■ PROMPT
Would you reproduce exactly the lines below from the one holding "box: [159, 186, 471, 282]" through the one holding "positive clicks: (453, 274)", inclusive, and no others?

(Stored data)

- - - - -

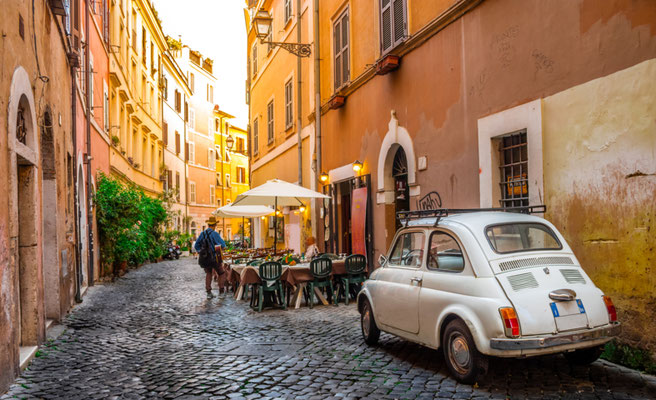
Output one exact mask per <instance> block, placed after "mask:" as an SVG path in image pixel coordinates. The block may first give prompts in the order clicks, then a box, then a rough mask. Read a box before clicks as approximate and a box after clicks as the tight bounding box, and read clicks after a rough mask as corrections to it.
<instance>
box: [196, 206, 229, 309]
mask: <svg viewBox="0 0 656 400" xmlns="http://www.w3.org/2000/svg"><path fill="white" fill-rule="evenodd" d="M206 223H207V226H208V227H207V229H205V230H204V231H203V232H201V234H200V235H198V239H196V243H195V244H194V248H195V249H196V251H197V252H198V264H199V265H200V266H201V267H202V268H203V270H205V290H206V291H207V298H208V299H211V298H213V297H214V295H213V294H212V277H213V276H214V272H215V271H216V272H217V273H218V274H219V275H221V274H222V273H224V272H223V271H224V270H223V267H222V265H221V264H222V262H223V257H221V256H222V252H221V249H222V248H223V249H224V248H225V242H224V241H223V239H221V235H219V233H218V232H216V231H215V230H214V228H215V227H216V218H215V217H214V216H211V217H210V219H208V220H207V221H206ZM217 255H218V256H219V257H217Z"/></svg>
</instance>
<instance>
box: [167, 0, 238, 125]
mask: <svg viewBox="0 0 656 400" xmlns="http://www.w3.org/2000/svg"><path fill="white" fill-rule="evenodd" d="M154 4H155V8H156V9H157V13H158V15H159V17H160V19H161V20H162V28H163V29H164V34H165V35H168V36H171V37H173V38H175V39H177V38H178V35H180V36H182V42H183V43H184V44H186V45H188V46H189V47H190V48H192V49H193V50H196V51H200V52H201V54H203V56H204V57H209V58H211V59H212V60H214V65H213V67H214V76H216V78H217V80H218V83H217V86H218V88H217V90H216V92H215V94H214V101H215V102H216V104H218V105H219V107H221V110H223V111H225V112H227V113H229V114H232V115H234V116H235V117H236V118H235V119H234V120H232V121H231V123H232V124H233V125H237V126H239V127H241V128H244V129H245V128H246V125H247V124H248V106H247V105H246V100H245V97H244V93H245V87H246V83H245V82H246V28H245V22H244V11H243V10H244V7H245V4H246V3H245V2H244V0H155V1H154Z"/></svg>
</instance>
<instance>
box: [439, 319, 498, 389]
mask: <svg viewBox="0 0 656 400" xmlns="http://www.w3.org/2000/svg"><path fill="white" fill-rule="evenodd" d="M442 351H443V353H444V361H445V362H446V366H447V368H448V369H449V372H451V375H453V377H454V378H456V380H457V381H458V382H461V383H466V384H472V383H474V382H476V379H477V378H478V377H479V376H481V375H484V374H485V373H486V372H487V361H488V360H487V357H486V356H485V355H484V354H481V353H479V352H478V349H477V348H476V343H475V342H474V338H473V337H472V335H471V333H470V332H469V329H467V325H465V323H464V321H462V320H460V319H455V320H453V321H451V322H449V324H448V325H447V326H446V329H445V330H444V335H443V336H442Z"/></svg>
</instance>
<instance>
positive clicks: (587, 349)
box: [564, 346, 604, 365]
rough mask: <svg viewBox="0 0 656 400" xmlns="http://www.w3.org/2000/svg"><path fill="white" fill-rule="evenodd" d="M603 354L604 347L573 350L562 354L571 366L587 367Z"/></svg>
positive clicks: (602, 346)
mask: <svg viewBox="0 0 656 400" xmlns="http://www.w3.org/2000/svg"><path fill="white" fill-rule="evenodd" d="M603 352H604V346H595V347H590V348H587V349H581V350H574V351H572V352H570V353H564V356H565V358H566V359H567V361H569V363H570V364H573V365H588V364H592V363H593V362H595V361H597V359H599V356H601V353H603Z"/></svg>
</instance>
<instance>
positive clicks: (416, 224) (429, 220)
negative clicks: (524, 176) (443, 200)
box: [396, 205, 547, 227]
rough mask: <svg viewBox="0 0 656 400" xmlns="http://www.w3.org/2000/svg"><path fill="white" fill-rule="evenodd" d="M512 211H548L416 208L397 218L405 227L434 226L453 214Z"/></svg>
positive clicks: (526, 212)
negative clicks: (420, 209) (416, 225)
mask: <svg viewBox="0 0 656 400" xmlns="http://www.w3.org/2000/svg"><path fill="white" fill-rule="evenodd" d="M490 211H500V212H512V213H520V214H543V213H545V212H547V206H545V205H539V206H521V207H505V208H436V209H432V210H414V211H398V212H397V213H396V218H398V219H399V222H401V224H402V225H403V226H404V227H407V226H409V225H410V222H414V223H413V224H412V225H431V224H432V225H433V226H434V227H436V226H437V224H438V223H439V222H440V218H442V217H447V216H449V215H451V214H464V213H475V212H490Z"/></svg>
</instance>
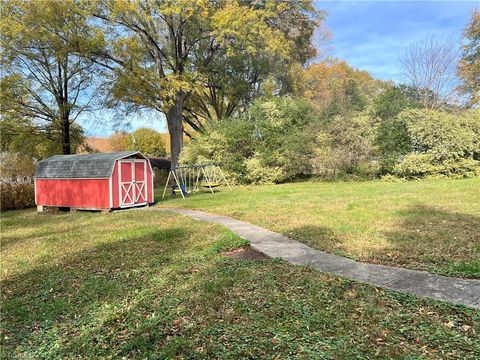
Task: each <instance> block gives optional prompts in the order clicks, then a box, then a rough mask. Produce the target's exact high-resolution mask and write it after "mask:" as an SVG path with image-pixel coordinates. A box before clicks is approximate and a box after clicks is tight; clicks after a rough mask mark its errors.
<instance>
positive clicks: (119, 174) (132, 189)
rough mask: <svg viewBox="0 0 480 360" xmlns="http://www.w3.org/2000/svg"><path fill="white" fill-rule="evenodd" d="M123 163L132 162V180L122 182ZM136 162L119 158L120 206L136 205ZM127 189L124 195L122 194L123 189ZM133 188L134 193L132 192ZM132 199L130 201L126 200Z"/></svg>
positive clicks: (122, 193) (122, 191) (122, 206)
mask: <svg viewBox="0 0 480 360" xmlns="http://www.w3.org/2000/svg"><path fill="white" fill-rule="evenodd" d="M122 163H127V164H130V170H131V172H132V181H126V182H122ZM134 167H135V166H134V163H133V162H132V160H119V161H118V200H119V205H120V207H126V206H132V205H135V186H134V184H135V178H134V174H135V169H134ZM124 190H125V194H124V196H122V194H123V191H124ZM130 190H132V194H130ZM126 200H130V202H126Z"/></svg>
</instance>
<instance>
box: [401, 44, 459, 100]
mask: <svg viewBox="0 0 480 360" xmlns="http://www.w3.org/2000/svg"><path fill="white" fill-rule="evenodd" d="M458 57H459V52H458V49H457V47H456V46H455V45H454V44H453V42H452V41H451V40H450V39H448V38H437V37H434V36H429V37H427V38H426V39H425V40H423V41H421V42H418V43H415V44H412V45H411V46H409V47H408V49H407V50H406V52H405V54H404V55H403V57H402V58H401V59H400V66H401V68H402V74H401V75H402V77H403V80H404V81H405V82H406V83H407V84H408V85H410V86H411V87H412V88H413V89H415V91H416V92H417V94H418V96H419V101H420V103H421V105H422V106H423V107H424V108H427V109H439V108H441V107H445V106H446V105H449V104H452V103H456V102H457V101H458V99H457V93H456V90H457V86H458V78H457V75H456V64H457V63H458Z"/></svg>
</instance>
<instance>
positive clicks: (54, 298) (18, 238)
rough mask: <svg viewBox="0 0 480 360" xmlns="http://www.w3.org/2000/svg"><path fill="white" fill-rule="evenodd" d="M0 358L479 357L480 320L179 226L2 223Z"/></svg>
mask: <svg viewBox="0 0 480 360" xmlns="http://www.w3.org/2000/svg"><path fill="white" fill-rule="evenodd" d="M1 227H2V246H1V261H2V267H1V281H2V321H1V323H0V326H1V327H0V331H1V333H0V336H1V344H0V345H1V351H2V354H1V357H2V358H5V359H7V358H9V359H10V358H28V359H30V358H32V359H42V358H44V359H55V358H62V359H69V358H70V359H73V358H75V359H77V358H112V359H115V358H122V357H124V358H129V359H130V358H138V359H146V358H159V359H161V358H173V357H177V358H232V359H237V358H241V357H249V358H273V357H275V356H276V357H277V358H313V359H322V358H323V359H345V358H374V357H381V358H410V359H413V358H420V357H423V358H458V359H475V358H479V357H480V342H479V341H478V334H479V333H480V312H479V311H477V310H473V309H467V308H465V307H460V306H450V305H446V304H441V303H438V302H434V301H429V300H420V299H416V298H415V297H412V296H407V295H402V294H398V293H394V292H390V291H387V290H381V289H377V288H374V287H371V286H367V285H362V284H358V283H355V282H351V281H347V280H344V279H340V278H337V277H334V276H330V275H327V274H322V273H319V272H317V271H315V270H313V269H310V268H305V267H296V266H291V265H288V264H286V263H284V262H281V261H277V260H264V261H256V262H255V261H248V260H242V261H238V260H234V259H231V258H229V257H227V256H225V251H229V250H231V249H234V248H236V247H239V246H244V245H245V241H244V240H241V239H239V238H238V237H236V236H235V235H233V234H232V233H230V232H228V231H225V230H224V229H223V228H221V227H219V226H215V225H211V224H208V223H204V222H198V221H194V220H191V219H189V218H185V217H181V216H178V215H173V214H170V213H162V212H156V211H155V212H154V211H129V212H117V213H112V214H99V213H57V214H51V213H44V214H36V213H35V212H34V211H32V210H27V211H17V212H8V213H3V214H2V218H1Z"/></svg>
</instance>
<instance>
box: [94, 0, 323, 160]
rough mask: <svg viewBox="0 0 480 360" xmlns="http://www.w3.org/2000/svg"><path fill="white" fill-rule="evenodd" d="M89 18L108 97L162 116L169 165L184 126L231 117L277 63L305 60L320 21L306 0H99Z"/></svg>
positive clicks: (192, 128)
mask: <svg viewBox="0 0 480 360" xmlns="http://www.w3.org/2000/svg"><path fill="white" fill-rule="evenodd" d="M95 16H96V17H97V18H98V19H99V20H101V21H102V25H101V27H100V28H101V29H102V30H103V31H104V39H103V41H101V42H99V45H101V46H99V47H98V48H97V49H96V50H95V51H92V54H91V56H92V58H94V59H95V61H96V62H97V63H101V64H103V65H104V66H106V67H107V68H110V69H111V70H112V75H113V80H114V81H113V86H112V87H111V94H112V96H113V98H114V99H116V100H117V101H120V102H122V103H125V104H128V105H130V106H131V107H133V108H139V107H146V108H150V109H154V110H156V111H159V112H162V113H163V114H165V116H166V119H167V125H168V130H169V133H170V136H171V155H172V163H173V165H174V166H175V165H176V164H177V163H178V156H179V153H180V150H181V149H182V147H183V134H182V133H183V131H184V126H183V124H184V122H187V123H188V124H189V126H190V128H191V129H194V130H199V129H200V128H201V127H203V122H202V119H206V118H208V119H209V118H211V117H222V116H225V115H228V114H231V113H232V112H233V111H234V109H236V108H238V107H239V106H241V105H244V100H245V99H247V100H249V99H250V98H251V96H253V95H254V94H255V92H256V91H258V87H259V86H260V84H261V82H262V81H263V80H264V79H265V77H266V75H267V74H269V73H270V72H271V71H272V70H274V69H276V68H278V66H277V64H285V63H288V62H289V59H291V58H292V59H295V58H297V59H298V60H299V61H305V60H306V59H307V58H309V57H310V56H311V53H312V47H311V45H310V38H311V36H312V35H313V30H314V28H315V24H316V22H317V21H318V20H319V14H318V13H317V12H316V10H315V9H314V7H313V5H312V4H311V2H310V1H292V2H288V3H287V2H277V1H264V2H255V1H251V2H250V1H242V2H240V1H218V2H208V1H204V0H195V1H151V2H127V1H111V0H99V1H97V2H96V10H95ZM294 25H295V26H296V31H292V28H291V27H292V26H294ZM289 34H296V35H289ZM297 50H298V55H293V54H297Z"/></svg>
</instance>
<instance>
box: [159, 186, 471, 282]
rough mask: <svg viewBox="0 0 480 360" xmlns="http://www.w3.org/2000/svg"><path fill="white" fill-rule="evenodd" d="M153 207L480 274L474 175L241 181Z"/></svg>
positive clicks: (453, 274)
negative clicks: (417, 177) (267, 185)
mask: <svg viewBox="0 0 480 360" xmlns="http://www.w3.org/2000/svg"><path fill="white" fill-rule="evenodd" d="M159 198H160V197H159ZM158 206H172V207H177V206H179V207H187V208H192V209H200V210H205V211H209V212H213V213H217V214H223V215H228V216H231V217H234V218H237V219H241V220H244V221H248V222H251V223H254V224H256V225H260V226H263V227H265V228H268V229H270V230H273V231H277V232H280V233H282V234H284V235H287V236H289V237H292V238H294V239H296V240H299V241H302V242H304V243H306V244H308V245H310V246H312V247H314V248H316V249H320V250H324V251H327V252H330V253H333V254H338V255H343V256H347V257H350V258H353V259H357V260H360V261H365V262H372V263H378V264H385V265H393V266H402V267H407V268H412V269H421V270H427V271H430V272H434V273H439V274H443V275H451V276H459V277H469V278H480V264H479V260H478V259H480V178H475V179H467V180H429V181H417V182H397V183H389V182H381V181H370V182H333V183H332V182H331V183H323V182H302V183H291V184H282V185H270V186H240V187H235V188H234V189H233V191H231V192H229V191H226V190H222V191H221V192H218V193H217V194H215V195H213V196H212V195H211V194H208V193H202V194H195V195H193V196H191V197H189V198H188V199H187V200H186V201H184V200H182V199H179V198H176V199H171V198H168V199H167V200H164V201H161V200H160V203H159V205H158Z"/></svg>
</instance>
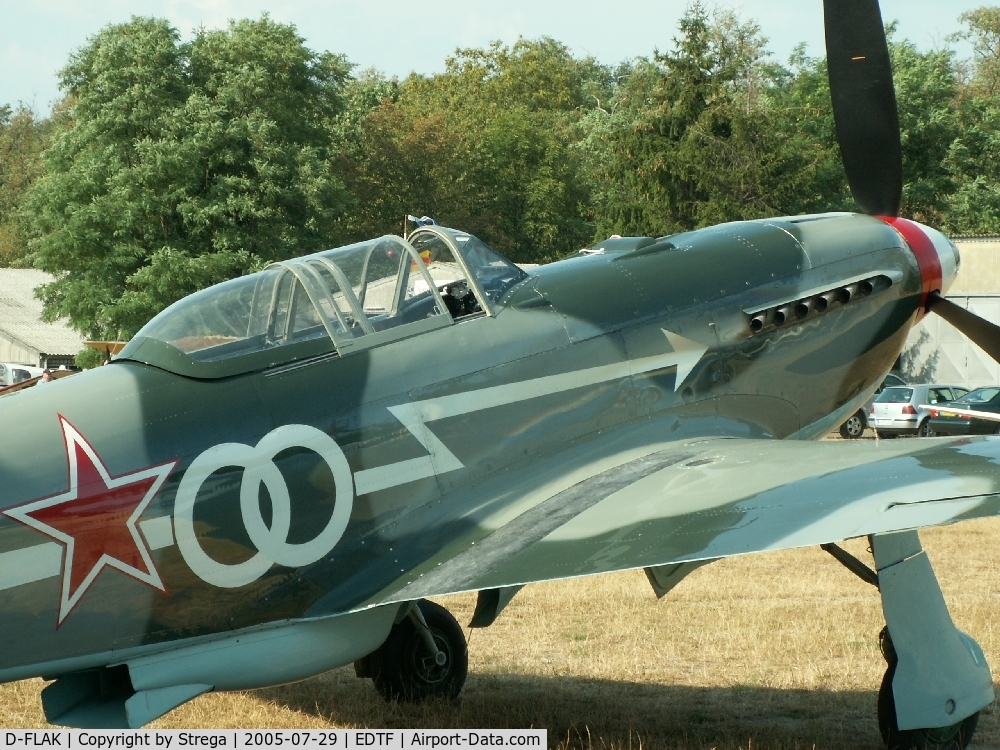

- - - - -

■ SOLUTION TO THIS PROBLEM
box: [159, 186, 471, 282]
rough mask: <svg viewBox="0 0 480 360" xmlns="http://www.w3.org/2000/svg"><path fill="white" fill-rule="evenodd" d="M153 207L480 274L474 175L241 181Z"/></svg>
positive clicks: (453, 274)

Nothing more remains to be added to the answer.